- DO THIS -
The listing below should be copied in full, word for word.

- INFORMATION PROVIDED -
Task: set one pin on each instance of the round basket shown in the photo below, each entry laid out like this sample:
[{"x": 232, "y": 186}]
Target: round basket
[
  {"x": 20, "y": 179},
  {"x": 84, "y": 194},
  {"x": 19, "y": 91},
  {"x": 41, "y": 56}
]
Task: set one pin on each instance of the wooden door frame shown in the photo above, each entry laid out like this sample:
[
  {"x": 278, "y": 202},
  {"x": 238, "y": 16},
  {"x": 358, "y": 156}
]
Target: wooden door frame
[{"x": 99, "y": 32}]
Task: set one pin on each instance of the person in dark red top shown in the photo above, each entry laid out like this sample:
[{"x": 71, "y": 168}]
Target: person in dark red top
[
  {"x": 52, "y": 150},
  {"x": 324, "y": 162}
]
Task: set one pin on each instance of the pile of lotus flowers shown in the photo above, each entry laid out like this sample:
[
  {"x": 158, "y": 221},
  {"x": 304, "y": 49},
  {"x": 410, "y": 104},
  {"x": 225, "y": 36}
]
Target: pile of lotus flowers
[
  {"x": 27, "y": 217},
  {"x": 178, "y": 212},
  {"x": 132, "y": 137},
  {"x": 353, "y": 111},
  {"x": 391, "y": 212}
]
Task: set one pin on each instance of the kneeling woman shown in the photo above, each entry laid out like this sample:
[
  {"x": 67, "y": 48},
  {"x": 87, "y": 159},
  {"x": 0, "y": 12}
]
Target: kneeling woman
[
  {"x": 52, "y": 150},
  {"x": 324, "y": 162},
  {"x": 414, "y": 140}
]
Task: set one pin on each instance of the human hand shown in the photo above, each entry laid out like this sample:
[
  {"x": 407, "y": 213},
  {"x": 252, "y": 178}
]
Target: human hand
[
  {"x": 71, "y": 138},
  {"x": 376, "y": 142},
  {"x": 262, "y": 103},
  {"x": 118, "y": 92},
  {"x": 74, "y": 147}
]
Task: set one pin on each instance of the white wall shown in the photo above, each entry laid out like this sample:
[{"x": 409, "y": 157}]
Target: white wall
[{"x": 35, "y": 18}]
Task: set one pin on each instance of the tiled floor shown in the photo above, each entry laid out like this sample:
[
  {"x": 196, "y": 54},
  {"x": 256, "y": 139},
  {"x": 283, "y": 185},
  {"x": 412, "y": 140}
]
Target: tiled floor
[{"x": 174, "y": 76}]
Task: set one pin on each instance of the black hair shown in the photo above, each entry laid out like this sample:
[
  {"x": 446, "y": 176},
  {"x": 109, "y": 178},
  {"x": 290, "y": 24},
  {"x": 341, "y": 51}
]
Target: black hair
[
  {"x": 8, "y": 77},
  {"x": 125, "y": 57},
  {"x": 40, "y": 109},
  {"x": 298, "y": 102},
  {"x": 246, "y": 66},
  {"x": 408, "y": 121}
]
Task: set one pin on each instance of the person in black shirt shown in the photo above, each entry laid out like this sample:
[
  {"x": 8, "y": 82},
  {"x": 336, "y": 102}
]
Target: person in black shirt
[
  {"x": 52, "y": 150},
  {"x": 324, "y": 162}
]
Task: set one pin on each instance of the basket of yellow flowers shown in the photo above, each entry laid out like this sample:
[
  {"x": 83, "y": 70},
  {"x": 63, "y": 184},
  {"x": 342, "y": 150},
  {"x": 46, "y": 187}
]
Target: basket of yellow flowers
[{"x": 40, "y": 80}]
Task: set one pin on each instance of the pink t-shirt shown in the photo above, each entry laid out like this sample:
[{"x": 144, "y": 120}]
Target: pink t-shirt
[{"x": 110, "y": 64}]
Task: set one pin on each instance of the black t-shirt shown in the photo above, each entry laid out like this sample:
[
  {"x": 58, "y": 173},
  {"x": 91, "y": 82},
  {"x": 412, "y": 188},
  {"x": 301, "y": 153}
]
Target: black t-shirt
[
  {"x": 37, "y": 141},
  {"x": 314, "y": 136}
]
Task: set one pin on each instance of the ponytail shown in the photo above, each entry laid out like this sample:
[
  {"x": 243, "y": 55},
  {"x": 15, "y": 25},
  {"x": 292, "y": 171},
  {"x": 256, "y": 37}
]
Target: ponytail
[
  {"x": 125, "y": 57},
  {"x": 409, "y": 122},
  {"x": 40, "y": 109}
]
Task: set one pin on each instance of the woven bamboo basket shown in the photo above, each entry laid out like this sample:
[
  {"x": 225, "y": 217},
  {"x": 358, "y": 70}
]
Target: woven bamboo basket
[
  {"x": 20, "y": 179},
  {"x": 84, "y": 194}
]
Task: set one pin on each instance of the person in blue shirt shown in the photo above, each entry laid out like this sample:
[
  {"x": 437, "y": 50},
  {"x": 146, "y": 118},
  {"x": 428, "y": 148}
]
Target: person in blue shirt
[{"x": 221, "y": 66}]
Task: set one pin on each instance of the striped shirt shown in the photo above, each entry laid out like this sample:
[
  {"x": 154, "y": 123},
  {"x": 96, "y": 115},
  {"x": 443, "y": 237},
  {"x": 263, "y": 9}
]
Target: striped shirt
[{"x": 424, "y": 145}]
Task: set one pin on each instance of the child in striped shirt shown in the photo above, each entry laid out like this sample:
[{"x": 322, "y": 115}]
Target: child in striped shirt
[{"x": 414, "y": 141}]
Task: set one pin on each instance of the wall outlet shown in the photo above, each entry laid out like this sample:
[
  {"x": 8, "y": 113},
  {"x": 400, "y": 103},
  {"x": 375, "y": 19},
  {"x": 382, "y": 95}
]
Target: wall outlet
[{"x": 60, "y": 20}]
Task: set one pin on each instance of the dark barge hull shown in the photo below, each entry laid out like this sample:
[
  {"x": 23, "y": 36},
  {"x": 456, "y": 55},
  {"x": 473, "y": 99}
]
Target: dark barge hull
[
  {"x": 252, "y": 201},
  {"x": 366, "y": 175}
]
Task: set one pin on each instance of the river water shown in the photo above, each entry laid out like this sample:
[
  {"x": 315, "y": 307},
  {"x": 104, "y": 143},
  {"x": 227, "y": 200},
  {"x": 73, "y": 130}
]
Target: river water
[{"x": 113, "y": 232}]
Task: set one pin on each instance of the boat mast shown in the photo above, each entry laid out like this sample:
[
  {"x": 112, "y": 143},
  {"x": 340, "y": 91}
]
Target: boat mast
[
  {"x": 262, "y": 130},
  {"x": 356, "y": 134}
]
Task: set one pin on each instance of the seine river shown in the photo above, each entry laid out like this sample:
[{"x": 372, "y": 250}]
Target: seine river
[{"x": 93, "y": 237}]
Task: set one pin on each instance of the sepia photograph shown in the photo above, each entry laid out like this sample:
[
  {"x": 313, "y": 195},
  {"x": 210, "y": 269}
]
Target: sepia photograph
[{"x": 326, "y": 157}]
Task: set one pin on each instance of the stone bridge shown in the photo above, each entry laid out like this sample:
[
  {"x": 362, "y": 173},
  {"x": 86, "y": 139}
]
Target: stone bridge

- RESPONSE -
Task: set one pin on each instance of the round basket shown in the photo below, each entry laid out like this sample:
[{"x": 232, "y": 186}]
Target: round basket
[
  {"x": 20, "y": 179},
  {"x": 84, "y": 194},
  {"x": 19, "y": 91},
  {"x": 41, "y": 56}
]
Task: set one pin on each instance of the wooden door frame shown in the photo above, each entry laid out like this sample:
[
  {"x": 278, "y": 202},
  {"x": 238, "y": 16},
  {"x": 358, "y": 156}
]
Target: wooden door frame
[{"x": 99, "y": 32}]
Task: set one pin on each instance of the person in dark red top shown in the photo above, each entry laid out like this sample:
[{"x": 71, "y": 168}]
Target: person in dark red top
[
  {"x": 52, "y": 150},
  {"x": 324, "y": 162}
]
Task: set one pin on each instance of the pile of lotus flowers shown in the photo above, each entry laid out like this sample:
[
  {"x": 158, "y": 221},
  {"x": 304, "y": 49},
  {"x": 410, "y": 104},
  {"x": 225, "y": 36}
]
Target: pile of lotus flowers
[
  {"x": 27, "y": 217},
  {"x": 178, "y": 212},
  {"x": 132, "y": 137},
  {"x": 353, "y": 111},
  {"x": 391, "y": 212}
]
Task: set one pin on each instance of the kneeling woman shown in the photo above, each entry laid out like this sample:
[
  {"x": 67, "y": 48},
  {"x": 87, "y": 159},
  {"x": 0, "y": 12}
]
Target: kneeling woman
[
  {"x": 52, "y": 150},
  {"x": 324, "y": 162},
  {"x": 414, "y": 140}
]
Task: set one pin on each instance of the human hand shown in the photo above, each entry laid out like this sample:
[
  {"x": 407, "y": 213},
  {"x": 252, "y": 178}
]
Target: human hand
[
  {"x": 71, "y": 138},
  {"x": 376, "y": 142},
  {"x": 262, "y": 103},
  {"x": 118, "y": 92},
  {"x": 74, "y": 147}
]
Task: set one pin on each instance of the white wall shown in the photo above, each entry laid out like this sample:
[{"x": 409, "y": 157}]
Target: white wall
[{"x": 35, "y": 18}]
Task: set one pin on each instance of the tiled floor shown in the photo above, each entry laid out like this sample:
[
  {"x": 196, "y": 54},
  {"x": 256, "y": 139},
  {"x": 283, "y": 185},
  {"x": 412, "y": 140}
]
Target: tiled floor
[{"x": 174, "y": 76}]
Task: set one pin on each instance of the black hair shown in the photo above, each entry laid out like this sample:
[
  {"x": 446, "y": 176},
  {"x": 109, "y": 178},
  {"x": 290, "y": 24},
  {"x": 341, "y": 51}
]
Target: black hair
[
  {"x": 8, "y": 77},
  {"x": 125, "y": 57},
  {"x": 40, "y": 109},
  {"x": 298, "y": 102},
  {"x": 246, "y": 66},
  {"x": 408, "y": 121}
]
Task: set one pin on each instance of the person in black shirt shown in the photo above, each entry laid out like this sample:
[
  {"x": 8, "y": 82},
  {"x": 336, "y": 102}
]
Target: person in black shirt
[
  {"x": 52, "y": 150},
  {"x": 324, "y": 162}
]
Task: set one pin on each instance of the basket of yellow flowers shown in the photo above, each entry laid out like this sample:
[
  {"x": 83, "y": 70},
  {"x": 63, "y": 184},
  {"x": 342, "y": 150},
  {"x": 46, "y": 187}
]
Target: basket of yellow flowers
[{"x": 40, "y": 80}]
Task: set one pin on each instance of the pink t-shirt shown in the photo above, each entry laid out like this sample:
[{"x": 144, "y": 120}]
Target: pink t-shirt
[{"x": 110, "y": 64}]
Task: set one pin on each instance of the black t-shirt shown in the photo above, each entry laid out like this sample:
[
  {"x": 58, "y": 173},
  {"x": 91, "y": 82},
  {"x": 412, "y": 188},
  {"x": 301, "y": 153}
]
Target: black t-shirt
[
  {"x": 37, "y": 141},
  {"x": 314, "y": 136}
]
Task: set one pin on each instance of the ponytail shown in the photo above, each entry laid out like this sample:
[
  {"x": 243, "y": 55},
  {"x": 15, "y": 25},
  {"x": 292, "y": 171},
  {"x": 256, "y": 37}
]
Target: ponytail
[
  {"x": 125, "y": 57},
  {"x": 409, "y": 122},
  {"x": 40, "y": 109}
]
Task: set one pin on each instance of the woven bamboo basket shown in the photo above, each entry laid out like this sample:
[
  {"x": 225, "y": 217},
  {"x": 358, "y": 70}
]
Target: woven bamboo basket
[
  {"x": 20, "y": 179},
  {"x": 84, "y": 194}
]
Task: set one pin on each instance of the person in blue shirt shown in the photo above, each entry laid out like this sample:
[
  {"x": 437, "y": 50},
  {"x": 146, "y": 118},
  {"x": 428, "y": 148}
]
Target: person in blue shirt
[{"x": 221, "y": 66}]
Task: set one pin on each instance of the striped shirt shown in the photo above, each entry laid out like this sample:
[
  {"x": 154, "y": 123},
  {"x": 96, "y": 115},
  {"x": 443, "y": 237},
  {"x": 263, "y": 9}
]
Target: striped shirt
[{"x": 424, "y": 145}]
Task: set one pin on each instance of the child in striped shirt shown in the photo above, each entry laid out like this sample:
[{"x": 322, "y": 115}]
Target: child in striped shirt
[{"x": 414, "y": 141}]
Task: set one pin on each instance of the wall outlet shown in the photo above, each entry laid out like this sample:
[
  {"x": 8, "y": 113},
  {"x": 400, "y": 103},
  {"x": 375, "y": 19},
  {"x": 382, "y": 95}
]
Target: wall outlet
[{"x": 60, "y": 20}]
Task: set one pin on each instance of the dark barge hull shown in the photo below, each entry laid out like this sample:
[
  {"x": 23, "y": 36},
  {"x": 456, "y": 55},
  {"x": 473, "y": 99}
]
Target: dark barge hull
[
  {"x": 252, "y": 201},
  {"x": 366, "y": 175}
]
Task: set one pin on each instance of the river water shown in the photo above, each entry laid out like this sample:
[
  {"x": 315, "y": 307},
  {"x": 104, "y": 143},
  {"x": 227, "y": 200},
  {"x": 73, "y": 130}
]
Target: river water
[{"x": 113, "y": 232}]
Task: set one pin on each instance of the boat mast shown in the photo above, each entry laid out like this sample:
[
  {"x": 112, "y": 143},
  {"x": 340, "y": 91}
]
Target: boat mast
[
  {"x": 262, "y": 130},
  {"x": 356, "y": 134}
]
Task: set one pin on each instance of the seine river shown in the photo above, each entry laid out like this sample:
[{"x": 372, "y": 250}]
Target: seine river
[{"x": 93, "y": 237}]
Task: set one pin on each instance of the sepia photograph shown in the photo above, each entry laid out like this sample:
[
  {"x": 313, "y": 195},
  {"x": 210, "y": 269}
]
Target: sepia photograph
[{"x": 326, "y": 157}]
Task: set one pin on each instance of the stone bridge shown in the photo above, each entry laid out like this sample:
[
  {"x": 362, "y": 173},
  {"x": 86, "y": 139}
]
Target: stone bridge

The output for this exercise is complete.